Thai shrimp bisque is a thick, creamy soup without the cream! This soup has so much complex flavor, you don’t even realize it’s healthy!
I love soup in the wintertime, especially creamy soup. With thick, hearty bread, it’s a meal in itself.
But creamy soup tends to be high in fat and calories, and my husband is trying to eat healthier, so to be supportive, I’m making healthier recipes for dinner.
Now, believe it or not, I used to be a very picky eater. I didn’t eat seafood until I was 22. I’ve come a long, long way since, but every once in a while, I still fall back into childish habits of thinking, “I don’t like that” when I haven’t even tried it yet.
So the first time I flipped through a slideshow of healthy soups on Cooking Light’s site last year, I passed right by this Thai shrimp bisque. This year, I stumbled onto it again, and decided to give it a try.
I am so glad I did! This has the thick, creamy texture I love, with amazing flavor. Served with hearty bread (something with whole grain is a great option) or rice, it’s a meal in itself, though you can also serve smaller portions as a meal’s first course.
While this soup is delicious as soon as it’s cooked, my husband had leftovers the next day and said it tasted even better. Just be sure to reheat gently to prevent the shrimp from turning rubbery.

▶ **Task 1**:
Show each line in the records below that contains the string "rays".

▶ **Source records**:
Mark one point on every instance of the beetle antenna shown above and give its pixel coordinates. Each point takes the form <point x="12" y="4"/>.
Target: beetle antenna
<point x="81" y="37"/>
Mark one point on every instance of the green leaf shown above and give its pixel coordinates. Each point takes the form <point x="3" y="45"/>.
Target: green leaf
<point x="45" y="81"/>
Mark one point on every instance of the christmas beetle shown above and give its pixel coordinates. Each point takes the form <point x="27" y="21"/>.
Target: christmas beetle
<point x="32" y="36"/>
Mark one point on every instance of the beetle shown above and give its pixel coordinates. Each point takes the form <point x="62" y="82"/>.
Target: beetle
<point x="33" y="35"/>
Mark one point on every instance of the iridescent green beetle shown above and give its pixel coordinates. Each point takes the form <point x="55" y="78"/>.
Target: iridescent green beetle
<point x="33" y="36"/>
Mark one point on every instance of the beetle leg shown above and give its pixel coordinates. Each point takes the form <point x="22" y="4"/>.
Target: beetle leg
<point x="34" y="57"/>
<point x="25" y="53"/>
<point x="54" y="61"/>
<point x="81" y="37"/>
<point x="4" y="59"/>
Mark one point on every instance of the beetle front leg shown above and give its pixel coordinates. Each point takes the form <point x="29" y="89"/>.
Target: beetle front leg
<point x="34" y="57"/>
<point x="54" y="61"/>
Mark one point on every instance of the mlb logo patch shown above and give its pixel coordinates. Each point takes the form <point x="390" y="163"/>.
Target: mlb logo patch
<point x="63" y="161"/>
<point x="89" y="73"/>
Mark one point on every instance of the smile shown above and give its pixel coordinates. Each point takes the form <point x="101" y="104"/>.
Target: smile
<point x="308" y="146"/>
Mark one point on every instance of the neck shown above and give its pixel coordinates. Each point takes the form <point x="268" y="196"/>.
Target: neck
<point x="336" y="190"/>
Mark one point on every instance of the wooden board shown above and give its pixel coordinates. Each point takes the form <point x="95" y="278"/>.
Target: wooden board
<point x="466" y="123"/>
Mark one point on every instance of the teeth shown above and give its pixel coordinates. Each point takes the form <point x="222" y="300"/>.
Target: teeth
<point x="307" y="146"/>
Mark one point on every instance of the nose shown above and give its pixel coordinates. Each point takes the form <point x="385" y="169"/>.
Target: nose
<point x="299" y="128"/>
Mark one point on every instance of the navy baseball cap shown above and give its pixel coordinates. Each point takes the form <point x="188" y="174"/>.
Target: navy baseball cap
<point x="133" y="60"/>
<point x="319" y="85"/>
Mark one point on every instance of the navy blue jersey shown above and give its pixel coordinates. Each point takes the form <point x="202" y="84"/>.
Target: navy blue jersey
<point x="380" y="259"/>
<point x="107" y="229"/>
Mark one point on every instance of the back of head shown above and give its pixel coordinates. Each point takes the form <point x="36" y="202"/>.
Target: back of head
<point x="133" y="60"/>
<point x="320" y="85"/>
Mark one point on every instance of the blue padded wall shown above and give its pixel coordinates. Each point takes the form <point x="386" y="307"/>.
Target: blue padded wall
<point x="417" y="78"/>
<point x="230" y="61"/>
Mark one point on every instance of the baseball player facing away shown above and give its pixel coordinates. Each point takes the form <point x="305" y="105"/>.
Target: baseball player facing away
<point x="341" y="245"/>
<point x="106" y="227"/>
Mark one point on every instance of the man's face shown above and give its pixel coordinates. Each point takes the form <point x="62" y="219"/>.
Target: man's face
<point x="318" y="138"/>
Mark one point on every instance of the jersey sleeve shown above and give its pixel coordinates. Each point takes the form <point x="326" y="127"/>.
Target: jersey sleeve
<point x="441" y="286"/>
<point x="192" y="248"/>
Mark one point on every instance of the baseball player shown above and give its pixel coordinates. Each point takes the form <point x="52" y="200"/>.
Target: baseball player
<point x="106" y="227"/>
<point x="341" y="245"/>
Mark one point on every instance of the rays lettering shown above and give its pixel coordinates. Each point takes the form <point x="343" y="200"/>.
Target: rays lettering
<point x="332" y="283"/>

▶ **Task 2**:
Repeat the portion of the shrimp bisque text between "I love soup" and "give it a try.", inclusive.

▶ **Task response 1**:
Mark one point on every instance of the rays lettering shown above and give its pixel coordinates. Each point takes the form <point x="343" y="200"/>.
Target: rays lettering

▶ **Task response 2**:
I love soup in the wintertime, especially creamy soup. With thick, hearty bread, it’s a meal in itself.
But creamy soup tends to be high in fat and calories, and my husband is trying to eat healthier, so to be supportive, I’m making healthier recipes for dinner.
Now, believe it or not, I used to be a very picky eater. I didn’t eat seafood until I was 22. I’ve come a long, long way since, but every once in a while, I still fall back into childish habits of thinking, “I don’t like that” when I haven’t even tried it yet.
So the first time I flipped through a slideshow of healthy soups on Cooking Light’s site last year, I passed right by this Thai shrimp bisque. This year, I stumbled onto it again, and decided to give it a try.